#### Records provided:

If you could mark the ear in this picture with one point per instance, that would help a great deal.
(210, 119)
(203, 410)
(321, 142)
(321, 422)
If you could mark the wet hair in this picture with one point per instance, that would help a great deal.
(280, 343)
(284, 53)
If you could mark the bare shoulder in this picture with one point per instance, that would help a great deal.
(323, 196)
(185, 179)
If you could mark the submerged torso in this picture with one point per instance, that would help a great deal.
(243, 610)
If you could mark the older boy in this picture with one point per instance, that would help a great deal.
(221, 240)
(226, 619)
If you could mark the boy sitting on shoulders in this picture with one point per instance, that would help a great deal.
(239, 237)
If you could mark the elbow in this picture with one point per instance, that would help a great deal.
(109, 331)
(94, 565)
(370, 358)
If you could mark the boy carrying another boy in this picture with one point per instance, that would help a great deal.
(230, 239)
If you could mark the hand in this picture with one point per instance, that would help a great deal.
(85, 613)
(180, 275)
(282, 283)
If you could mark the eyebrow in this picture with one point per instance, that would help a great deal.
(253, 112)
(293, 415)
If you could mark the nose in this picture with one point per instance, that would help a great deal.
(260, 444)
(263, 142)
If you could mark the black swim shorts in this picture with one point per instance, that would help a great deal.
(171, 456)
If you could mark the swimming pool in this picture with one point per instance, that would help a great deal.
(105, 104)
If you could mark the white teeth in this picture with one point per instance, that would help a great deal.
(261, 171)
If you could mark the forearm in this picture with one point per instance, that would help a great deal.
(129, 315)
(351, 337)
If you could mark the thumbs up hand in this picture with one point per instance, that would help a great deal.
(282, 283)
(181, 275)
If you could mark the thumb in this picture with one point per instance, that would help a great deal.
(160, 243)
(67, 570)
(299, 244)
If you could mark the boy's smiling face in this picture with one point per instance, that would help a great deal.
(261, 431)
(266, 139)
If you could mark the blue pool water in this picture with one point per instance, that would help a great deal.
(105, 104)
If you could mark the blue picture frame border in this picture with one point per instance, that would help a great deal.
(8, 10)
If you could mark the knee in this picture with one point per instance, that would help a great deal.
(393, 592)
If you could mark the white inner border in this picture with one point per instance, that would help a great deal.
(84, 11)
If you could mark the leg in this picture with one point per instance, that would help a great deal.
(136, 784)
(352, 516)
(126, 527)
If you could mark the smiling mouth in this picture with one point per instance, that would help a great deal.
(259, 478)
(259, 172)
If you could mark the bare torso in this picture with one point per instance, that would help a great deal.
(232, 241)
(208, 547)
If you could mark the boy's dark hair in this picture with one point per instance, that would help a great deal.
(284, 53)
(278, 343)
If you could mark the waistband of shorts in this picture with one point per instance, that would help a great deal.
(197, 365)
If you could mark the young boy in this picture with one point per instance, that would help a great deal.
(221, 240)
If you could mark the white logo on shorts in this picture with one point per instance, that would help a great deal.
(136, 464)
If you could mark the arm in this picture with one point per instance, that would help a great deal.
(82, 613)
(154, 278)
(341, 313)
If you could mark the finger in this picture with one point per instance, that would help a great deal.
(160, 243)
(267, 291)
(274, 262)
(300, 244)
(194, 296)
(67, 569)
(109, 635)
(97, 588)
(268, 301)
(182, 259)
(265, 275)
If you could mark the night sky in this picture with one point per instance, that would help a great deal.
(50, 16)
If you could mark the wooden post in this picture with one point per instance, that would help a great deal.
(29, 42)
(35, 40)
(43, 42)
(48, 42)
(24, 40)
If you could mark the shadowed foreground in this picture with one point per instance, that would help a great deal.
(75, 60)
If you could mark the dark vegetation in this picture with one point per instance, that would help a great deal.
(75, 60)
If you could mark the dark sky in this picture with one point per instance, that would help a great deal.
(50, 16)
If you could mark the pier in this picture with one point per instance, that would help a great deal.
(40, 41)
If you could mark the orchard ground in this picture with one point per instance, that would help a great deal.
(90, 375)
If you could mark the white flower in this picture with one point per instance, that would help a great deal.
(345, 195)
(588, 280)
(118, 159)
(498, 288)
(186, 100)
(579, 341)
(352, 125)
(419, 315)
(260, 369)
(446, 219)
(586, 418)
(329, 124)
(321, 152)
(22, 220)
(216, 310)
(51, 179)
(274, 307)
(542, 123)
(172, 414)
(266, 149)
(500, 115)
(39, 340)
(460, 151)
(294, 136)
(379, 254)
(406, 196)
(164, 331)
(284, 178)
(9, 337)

#### Exercise description:
Exactly and only the lines from the line containing "If you could mark the dark sky" through the last line of the entries should be copied, both ends included.

#### Result of this task:
If you could mark the dark sky in this picture with one point per instance, that would help a great deal.
(50, 16)
If you could mark the pier in this picture with one point per instance, that would help a great deal.
(40, 41)
If you could mark the orchard ground in this picture with one point per instance, that would help a great deal.
(90, 375)
If you could mark the white flower in this picture with one point per instance, that would help a great deal.
(345, 195)
(588, 280)
(118, 159)
(498, 288)
(186, 100)
(579, 341)
(352, 125)
(419, 315)
(260, 369)
(446, 219)
(586, 418)
(329, 124)
(321, 152)
(22, 220)
(216, 310)
(51, 179)
(274, 307)
(542, 123)
(172, 414)
(266, 149)
(500, 115)
(39, 340)
(460, 151)
(294, 136)
(379, 254)
(406, 196)
(164, 331)
(284, 178)
(9, 337)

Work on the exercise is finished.